(A run of records)
····················

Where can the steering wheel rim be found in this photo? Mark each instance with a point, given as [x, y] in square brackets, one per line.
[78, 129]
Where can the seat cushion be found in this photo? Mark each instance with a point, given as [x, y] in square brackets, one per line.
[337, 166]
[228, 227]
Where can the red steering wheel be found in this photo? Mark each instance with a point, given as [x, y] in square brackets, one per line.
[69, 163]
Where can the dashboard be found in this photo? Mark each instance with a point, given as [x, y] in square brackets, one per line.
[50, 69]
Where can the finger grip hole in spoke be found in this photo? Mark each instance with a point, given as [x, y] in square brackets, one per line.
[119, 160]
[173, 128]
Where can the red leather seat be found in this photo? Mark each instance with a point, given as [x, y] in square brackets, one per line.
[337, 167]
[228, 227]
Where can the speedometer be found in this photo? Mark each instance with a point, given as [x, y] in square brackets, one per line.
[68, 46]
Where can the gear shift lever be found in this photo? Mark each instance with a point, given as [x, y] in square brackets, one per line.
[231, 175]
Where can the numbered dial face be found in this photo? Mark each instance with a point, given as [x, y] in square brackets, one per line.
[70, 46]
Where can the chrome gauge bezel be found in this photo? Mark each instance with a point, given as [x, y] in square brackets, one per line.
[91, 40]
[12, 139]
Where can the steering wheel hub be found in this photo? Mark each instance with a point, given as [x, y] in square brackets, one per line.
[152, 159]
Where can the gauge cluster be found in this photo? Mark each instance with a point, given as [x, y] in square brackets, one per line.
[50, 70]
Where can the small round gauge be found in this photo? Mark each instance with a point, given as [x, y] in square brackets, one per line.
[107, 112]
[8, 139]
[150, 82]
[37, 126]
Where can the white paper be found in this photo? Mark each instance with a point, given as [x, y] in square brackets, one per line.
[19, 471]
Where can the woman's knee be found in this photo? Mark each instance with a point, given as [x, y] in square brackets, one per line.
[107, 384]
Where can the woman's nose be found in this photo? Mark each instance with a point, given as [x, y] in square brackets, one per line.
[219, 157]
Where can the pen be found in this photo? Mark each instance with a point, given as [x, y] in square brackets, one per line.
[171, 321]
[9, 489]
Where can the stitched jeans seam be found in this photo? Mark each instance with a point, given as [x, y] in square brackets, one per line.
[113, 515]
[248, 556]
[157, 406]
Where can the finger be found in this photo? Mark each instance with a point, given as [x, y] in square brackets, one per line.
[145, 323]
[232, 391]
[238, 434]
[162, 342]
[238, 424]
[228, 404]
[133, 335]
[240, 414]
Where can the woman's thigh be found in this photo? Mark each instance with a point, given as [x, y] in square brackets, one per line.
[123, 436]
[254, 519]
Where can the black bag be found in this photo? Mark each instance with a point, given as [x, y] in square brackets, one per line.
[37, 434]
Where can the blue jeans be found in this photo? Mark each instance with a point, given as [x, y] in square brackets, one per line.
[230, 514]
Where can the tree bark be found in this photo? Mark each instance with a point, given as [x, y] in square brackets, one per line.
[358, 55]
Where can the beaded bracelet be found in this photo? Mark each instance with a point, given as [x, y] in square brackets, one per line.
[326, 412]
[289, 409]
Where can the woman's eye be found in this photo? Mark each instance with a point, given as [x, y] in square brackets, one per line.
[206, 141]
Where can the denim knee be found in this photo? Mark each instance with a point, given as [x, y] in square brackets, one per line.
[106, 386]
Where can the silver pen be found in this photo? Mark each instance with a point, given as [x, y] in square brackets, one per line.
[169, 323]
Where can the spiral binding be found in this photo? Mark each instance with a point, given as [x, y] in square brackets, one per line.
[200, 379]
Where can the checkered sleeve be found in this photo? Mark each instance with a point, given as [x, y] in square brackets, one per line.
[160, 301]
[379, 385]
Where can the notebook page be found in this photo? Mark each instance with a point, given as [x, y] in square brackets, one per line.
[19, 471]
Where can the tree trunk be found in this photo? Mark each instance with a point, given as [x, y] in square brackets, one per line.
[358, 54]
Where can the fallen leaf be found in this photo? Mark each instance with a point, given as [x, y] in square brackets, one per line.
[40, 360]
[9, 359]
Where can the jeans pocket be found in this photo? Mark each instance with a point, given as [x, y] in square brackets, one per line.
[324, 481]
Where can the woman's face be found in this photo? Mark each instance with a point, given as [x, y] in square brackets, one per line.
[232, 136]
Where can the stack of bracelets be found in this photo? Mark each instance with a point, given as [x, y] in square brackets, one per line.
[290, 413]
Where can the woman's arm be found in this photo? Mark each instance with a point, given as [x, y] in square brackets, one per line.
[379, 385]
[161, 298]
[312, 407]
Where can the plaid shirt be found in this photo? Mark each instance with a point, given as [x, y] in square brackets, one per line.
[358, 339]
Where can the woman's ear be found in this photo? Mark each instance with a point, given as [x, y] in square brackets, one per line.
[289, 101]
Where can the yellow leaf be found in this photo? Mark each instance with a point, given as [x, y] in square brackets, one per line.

····················

[What you will do] Write out all of the records again, swapping "each instance" for "every instance" wherever it occurs and leaving every other word as it stands.

[Response to this task]
Where can the steering wheel rim be found in this photo? Mark every instance with a point, given as [x, y] in square brackets, one per line.
[78, 129]
Where can the seat cushion be found in this photo? Mark every instance with a point, given as [x, y] in square brackets, one per line.
[337, 166]
[228, 227]
Where can the red steering wheel be found in this photo? Mark every instance with a point, given as [x, y] in square brackets, one per line.
[69, 163]
Where can the dashboard be found in this photo? Mark every instance with a point, given as [x, y] in square brackets, one per line.
[50, 69]
Where can the finger grip hole in spoke be found in this photo? Mark every instance with a point, given as [x, y] in square brackets, one per line.
[119, 160]
[173, 128]
Where can the red leather seat be found in this photo? Mark every instance with a point, given as [x, y] in square brackets, one per line.
[337, 167]
[228, 227]
Where can the speedometer be found in this photo? Mark every instance with a point, given as [x, y] in square brackets, one per line.
[68, 46]
Where can the gear shift lever be found in this photo? Mark every instance with a point, given as [x, y] in square brackets, one per line.
[231, 175]
Where can the numbered dial face be found in this photo? Mark every instance with a point, given as [x, y] in square brackets, one per line.
[70, 46]
Where can the chrome gauge bezel be found in this photo? Mark every instance with a point, given as [x, y] in square brackets, one per line.
[91, 40]
[12, 139]
Where can the steering wheel hub be found in this photo? Mark every instance with a point, given as [x, y] in square brackets, one per line.
[152, 159]
Where can the gauge cluster be found in this photo? Mark every instance with a point, given as [x, y] in square brackets, one per line.
[50, 70]
Where can the small round gauge be found in this photo? Mark every instance with a point, given as [x, y] in square brackets, one per line.
[107, 112]
[8, 139]
[150, 82]
[37, 126]
Where can the white paper be found in this photo? Mark every instance with a point, given as [x, y] in square brackets, one per line.
[19, 471]
Where can the woman's knee be found in this photo? Mark every instance with a point, given as [x, y] in square brackets, one per line.
[107, 384]
Where can the woman's nose be found in this photo? Mark every instance with a point, given as [x, y] in square brackets, one per line.
[219, 157]
Where can the pen be found in this photo? Mark every instance with a point, given as [x, y] in square brackets, one per line.
[171, 321]
[9, 489]
Where can the stitched jeans seam be found in this photo? Mark every instance with a point, given as [x, y] in square brackets, one per line.
[113, 515]
[248, 556]
[157, 406]
Where can the finger be found in this photo? Mark every instance with a point, given as [x, y] in square brackets, one per line.
[145, 323]
[232, 391]
[238, 434]
[162, 342]
[238, 424]
[228, 404]
[133, 335]
[240, 414]
Where can the woman's thigh be found in this photo? Mark every instance with a point, given as [x, y] in square brackets, one per line.
[123, 436]
[254, 519]
Where can the black bag be found in this photo? Mark every instance with a point, given as [x, y] in square brackets, one per line.
[37, 434]
Where can the blue jeans be found in this photo? Mark every instance with a point, given as [x, y] in square brackets, one per line.
[230, 514]
Where can the tree bark be found in this photo? Mark every instance with a point, given as [x, y] in square brackets, one per line.
[358, 55]
Where can the beaded bracelet be found in this photo? Mark every instance with a point, given as [x, y] in square brackets, one per line.
[326, 412]
[289, 409]
Where can the woman's eye be found in this photo? Mark every instance with a point, given as [x, y] in square brackets, one per line.
[206, 141]
Where can the denim knee be found in this photo? Mark every instance with a point, given as [x, y] in square brackets, one per line.
[106, 386]
Where can the silver pen be found in this photo? Mark every instance with a point, given as [x, y] in square brackets, one per line.
[169, 323]
Where can the spiral binding be found in this photo? Mark every instance with a point, given as [x, y] in square brackets, one per line.
[200, 379]
Where can the checkered sleeve be found in this photo? Mark every instance with a point, given as [x, y] in square brackets, one per line.
[160, 301]
[379, 385]
Where can the notebook page be found in this photo? Mark every instance with a point, given as [x, y] in square brackets, one per line.
[19, 471]
Where can the tree trunk be found in this photo? Mark every instance with a point, given as [x, y] in square brackets, one per line.
[358, 54]
Where can the fallen leaf be found in this photo? Mark every instance with a point, given as [x, y] in square brackets, one per line.
[40, 360]
[9, 359]
Where can the jeans pocket be found in this photo? Mark every instance with a point, given as [x, y] in square brackets, one per line.
[324, 481]
Where can the woman's face be found in this photo? Mark every instance with a point, given as [x, y] in square brackets, one per line.
[232, 136]
Where can the stack of bracelets be found in this photo? Mark every instance with a point, given as [x, y] in square brackets, one per line.
[290, 413]
Where can the woman's arm be found in this photo? Mark every instance with a point, given as [x, y] in square brackets, one per line.
[379, 385]
[161, 298]
[312, 407]
Where can the plaid shirt be found in this photo? Mark every instance with a point, given as [x, y] in square brackets, one per line.
[358, 339]
Where can the woman's ear be found in this photo? Mark every instance with a point, given as [x, y] in square brackets, one per line.
[289, 101]
Where can the yellow leaf be found in this photo? Mark every instance with a point, given as [x, y] in square brackets, one per line.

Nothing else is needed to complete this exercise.